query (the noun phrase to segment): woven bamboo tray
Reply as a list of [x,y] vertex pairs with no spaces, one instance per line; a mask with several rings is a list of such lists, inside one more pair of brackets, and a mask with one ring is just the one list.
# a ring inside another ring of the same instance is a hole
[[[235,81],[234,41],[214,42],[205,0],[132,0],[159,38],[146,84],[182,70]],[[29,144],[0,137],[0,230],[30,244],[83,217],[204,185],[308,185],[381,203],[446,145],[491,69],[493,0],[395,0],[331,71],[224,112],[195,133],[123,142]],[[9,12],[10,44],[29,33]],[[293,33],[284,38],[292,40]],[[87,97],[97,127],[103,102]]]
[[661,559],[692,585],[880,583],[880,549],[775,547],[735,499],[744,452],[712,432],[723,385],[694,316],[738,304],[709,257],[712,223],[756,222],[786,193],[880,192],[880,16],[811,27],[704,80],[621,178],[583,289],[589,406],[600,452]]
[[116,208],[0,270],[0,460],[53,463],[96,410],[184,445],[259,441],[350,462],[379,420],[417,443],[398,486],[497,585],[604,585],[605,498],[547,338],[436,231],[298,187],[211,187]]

#### ABOUT THIS TASK
Write the material above out in full, exactly as it reads.

#### SOLUTION
query (the noun phrase to segment): woven bamboo tray
Reply as a list of [x,y] vertex pairs with no spaces, one instance per line; a mask with several rings is a list of such lists, inside one more pair of brackets, and a mask with one ring is just the one list.
# a ring inside another ring of the same instance is a hole
[[[235,81],[234,41],[214,42],[205,0],[132,0],[159,38],[146,84],[182,70]],[[29,144],[0,137],[0,230],[30,244],[83,217],[204,185],[308,185],[381,203],[446,145],[491,69],[493,0],[395,0],[331,71],[224,112],[195,133],[123,142]],[[9,12],[10,44],[29,33]],[[293,33],[284,38],[292,40]],[[87,97],[97,127],[103,102]]]
[[661,559],[692,585],[880,583],[880,549],[775,547],[735,499],[744,452],[712,432],[723,385],[694,316],[738,304],[709,257],[712,223],[756,222],[786,193],[880,192],[880,16],[811,27],[704,80],[621,178],[583,289],[589,406],[600,452]]
[[116,208],[0,270],[0,460],[53,463],[96,410],[184,445],[259,441],[350,462],[379,420],[417,443],[398,486],[497,585],[604,585],[605,498],[547,338],[436,231],[298,187],[211,187]]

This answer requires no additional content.